> _GOAL_
Rewrite the listing below with "pixel coordinates" changed to "pixel positions" wherever it occurs. Keep every other line as it is.

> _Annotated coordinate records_

________________________

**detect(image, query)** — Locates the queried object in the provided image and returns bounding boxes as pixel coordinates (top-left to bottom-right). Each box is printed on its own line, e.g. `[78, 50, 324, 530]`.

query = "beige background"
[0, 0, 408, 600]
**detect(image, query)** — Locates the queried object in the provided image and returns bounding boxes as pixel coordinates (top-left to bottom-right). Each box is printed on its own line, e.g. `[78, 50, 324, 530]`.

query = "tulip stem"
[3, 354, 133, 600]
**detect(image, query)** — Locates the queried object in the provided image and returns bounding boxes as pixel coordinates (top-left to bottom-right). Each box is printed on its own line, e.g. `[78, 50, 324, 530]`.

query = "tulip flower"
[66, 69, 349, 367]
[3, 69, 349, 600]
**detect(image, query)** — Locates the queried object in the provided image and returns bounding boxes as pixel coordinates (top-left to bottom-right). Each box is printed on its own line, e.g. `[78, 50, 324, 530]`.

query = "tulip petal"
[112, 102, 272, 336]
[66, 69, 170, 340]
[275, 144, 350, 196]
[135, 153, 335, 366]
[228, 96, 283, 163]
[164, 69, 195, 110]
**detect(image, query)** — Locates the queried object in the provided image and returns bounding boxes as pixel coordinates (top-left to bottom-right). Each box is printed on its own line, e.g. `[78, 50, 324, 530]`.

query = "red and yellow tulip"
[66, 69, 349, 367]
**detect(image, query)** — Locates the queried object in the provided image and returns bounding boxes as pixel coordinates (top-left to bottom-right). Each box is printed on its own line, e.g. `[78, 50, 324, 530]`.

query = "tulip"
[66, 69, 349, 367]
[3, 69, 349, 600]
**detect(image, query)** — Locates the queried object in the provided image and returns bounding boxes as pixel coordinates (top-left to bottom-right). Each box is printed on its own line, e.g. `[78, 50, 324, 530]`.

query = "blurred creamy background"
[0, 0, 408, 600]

________________________

> _CORRECT OUTPUT_
**detect(image, query)** — Locates the queried object in the provided image and returns bounding boxes as pixel positions (top-left to bottom-right). Each box is printed on its own line, e.g. `[78, 50, 324, 530]`.

query = "beige background"
[0, 0, 408, 600]
**detect(image, query)** — Locates the queried object in the provided image and returns bounding boxes as pixel positions (top-left to bottom-right). Each box is printed on its own line, e.g. `[78, 50, 324, 530]`.

query = "tulip stem"
[3, 354, 133, 600]
**detect(image, query)** — Locates the queried object in the provided image and returns bounding boxes as pixel positions (top-left to bottom-right). Each box is printed on its own line, e.g. `[78, 50, 324, 530]`.

query = "tulip flower"
[66, 69, 349, 367]
[3, 69, 349, 600]
**detect(image, query)** — Locates the queried object in the provided image and returns bounding boxes as pixel positions (top-left to bottom-right). Each box is printed on its own line, e.g. `[78, 50, 324, 530]`.

query = "tulip petal"
[112, 102, 272, 336]
[66, 69, 170, 340]
[275, 144, 350, 196]
[135, 153, 335, 366]
[228, 96, 283, 163]
[164, 69, 195, 110]
**detect(image, query)** — Locates the queried object in the provided image and returns bounding boxes as pixel positions (top-left to bottom-right). Each box is printed on its own line, e.g. `[78, 50, 324, 530]`.

query = "red and yellow tulip"
[66, 69, 349, 367]
**detect(image, query)** — Locates the queried object in the provided image and returns bounding boxes as pixel positions (top-left to bottom-right). Each box is printed on its own line, e.g. `[78, 50, 324, 530]`.

query = "tulip"
[66, 69, 349, 367]
[3, 69, 349, 600]
**detect(image, query)** — Locates the queried object in the provided image and returns bounding boxes as pixel positions (top-left to bottom-right). Each box is printed on its own line, e.g. `[78, 50, 324, 530]`.

query = "blurred creamy background"
[0, 0, 408, 600]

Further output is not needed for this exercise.